## Start Passage to read

Posts Tagged ‘Seasons’

Age-Segregated Worship On the Way Out?

September 8th, 2011 No comments

Here’s an interesting sign of the times:

Coral Ridge Presbyterian Church in Fort Lauderdale now offers only one service at 10:15 a.m. with, essentially, blended worship – that means no more separation based on age, likes and comfort.

For years Coral Ridge was the best-known Presbyterian Church (PCA) in the country, due to the influence of the late Dr. D. James Kennedy. But now, under Senior Pastor Tullian Tchividjian, a grandson of Billy Graham, it’s ending its practice of offering two distinct worship styles (“contemporary” and “traditional”).

The article assumes that preferences in worship style is synonymous with age, which is not always true, but it’s right a lot more often than it’s wrong.

## End Passage to read

● **To be done**:
**a.** List every person named in the post on age-segregated worship.
**b.** Write the next paragraph of the post on age-segregated worship, picking up after its final sentence.

## Start Entries shown

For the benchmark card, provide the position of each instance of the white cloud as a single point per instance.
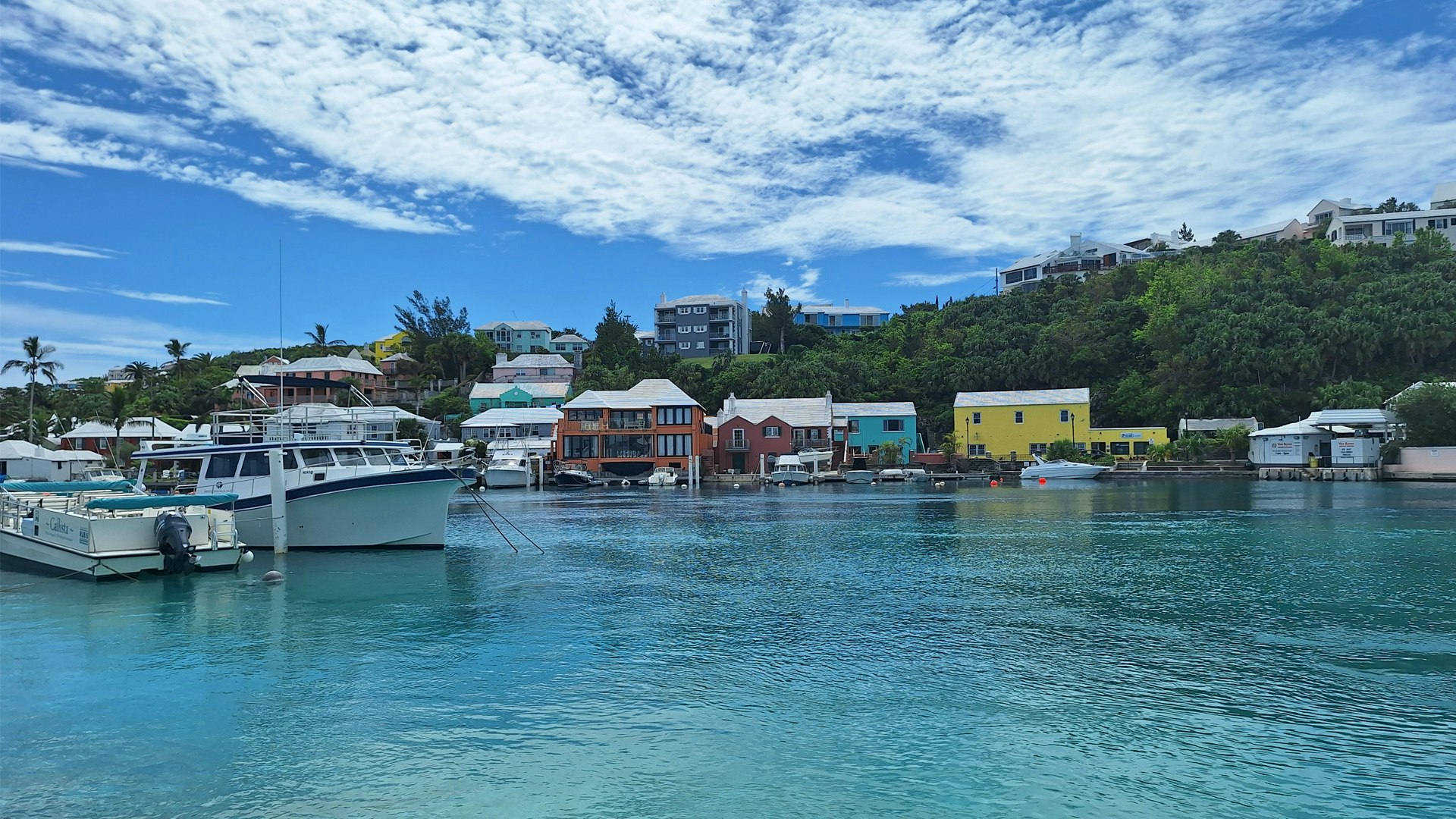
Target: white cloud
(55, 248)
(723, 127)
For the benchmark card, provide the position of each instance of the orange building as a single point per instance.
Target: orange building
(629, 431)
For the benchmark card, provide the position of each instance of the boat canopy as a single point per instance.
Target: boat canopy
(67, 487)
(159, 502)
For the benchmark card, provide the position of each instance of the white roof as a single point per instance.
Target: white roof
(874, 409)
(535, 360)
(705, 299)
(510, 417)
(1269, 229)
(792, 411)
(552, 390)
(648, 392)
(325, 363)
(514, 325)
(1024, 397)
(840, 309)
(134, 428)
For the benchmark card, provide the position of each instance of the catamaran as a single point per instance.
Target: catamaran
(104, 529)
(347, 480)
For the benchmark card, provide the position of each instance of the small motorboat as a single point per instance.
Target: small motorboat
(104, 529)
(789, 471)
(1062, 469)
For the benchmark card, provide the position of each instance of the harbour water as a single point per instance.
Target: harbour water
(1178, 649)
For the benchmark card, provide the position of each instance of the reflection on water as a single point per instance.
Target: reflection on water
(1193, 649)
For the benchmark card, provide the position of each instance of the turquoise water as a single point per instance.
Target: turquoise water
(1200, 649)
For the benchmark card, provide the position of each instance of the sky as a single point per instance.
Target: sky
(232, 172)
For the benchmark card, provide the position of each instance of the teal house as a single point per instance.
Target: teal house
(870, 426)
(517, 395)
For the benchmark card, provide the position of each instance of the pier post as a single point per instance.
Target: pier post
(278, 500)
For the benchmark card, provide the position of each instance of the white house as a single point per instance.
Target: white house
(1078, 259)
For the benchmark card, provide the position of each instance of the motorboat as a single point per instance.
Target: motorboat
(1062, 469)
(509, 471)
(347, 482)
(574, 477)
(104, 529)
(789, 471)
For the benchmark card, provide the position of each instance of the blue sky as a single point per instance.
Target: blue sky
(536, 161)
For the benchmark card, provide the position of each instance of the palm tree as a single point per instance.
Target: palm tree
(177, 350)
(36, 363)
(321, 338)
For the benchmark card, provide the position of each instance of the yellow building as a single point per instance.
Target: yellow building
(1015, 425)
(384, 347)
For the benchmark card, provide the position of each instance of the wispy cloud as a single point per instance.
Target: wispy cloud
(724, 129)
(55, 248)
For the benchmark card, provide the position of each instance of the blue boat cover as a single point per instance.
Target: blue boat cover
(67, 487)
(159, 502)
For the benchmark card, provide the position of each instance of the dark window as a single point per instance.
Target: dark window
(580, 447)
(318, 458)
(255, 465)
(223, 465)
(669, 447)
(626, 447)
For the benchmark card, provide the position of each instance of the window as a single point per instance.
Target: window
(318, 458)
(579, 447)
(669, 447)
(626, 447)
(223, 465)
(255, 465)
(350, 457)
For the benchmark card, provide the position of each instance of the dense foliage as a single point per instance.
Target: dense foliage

## End Entries shown

● **Results by task**:
**a.** D. James Kennedy, Tullian Tchividjian, Billy Graham

**b.**
My camp of Presbyterians, the PC(USA), believes that children should be part of worship, as stated in our Directory of Worship, §W-3.1004:

Children bring special gifts to worship and grow in the faith through their regular inclusion and participation in the worship of the congregation. … The session should ensure that regular programs of the church do not prevent children’s full participation with the whole congregation in worship, in Word and Sacrament, on the Lord’s Day.

If that’s true of children and worship, how much less reason is there to segregate different groups of adults?

(Sorry I can’t provide a better link to our Directory of Worship. There don’t seem to be many people in our denomination who understand things like open standards, permalinks, etc.)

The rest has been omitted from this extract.